*** Begin section ***

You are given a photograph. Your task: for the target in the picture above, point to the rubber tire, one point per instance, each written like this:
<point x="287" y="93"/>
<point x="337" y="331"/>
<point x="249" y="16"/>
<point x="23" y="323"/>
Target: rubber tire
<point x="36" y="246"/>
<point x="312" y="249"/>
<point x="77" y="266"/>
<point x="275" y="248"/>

*** End section ***

Reproduce the entire listing. Keep every word as it is.

You are given a photograph. Your task: for the target in the picture above, point to the rubber tire, one point per instance, each written like this:
<point x="287" y="93"/>
<point x="337" y="331"/>
<point x="249" y="16"/>
<point x="23" y="323"/>
Target: rubber tire
<point x="36" y="246"/>
<point x="312" y="249"/>
<point x="77" y="266"/>
<point x="275" y="248"/>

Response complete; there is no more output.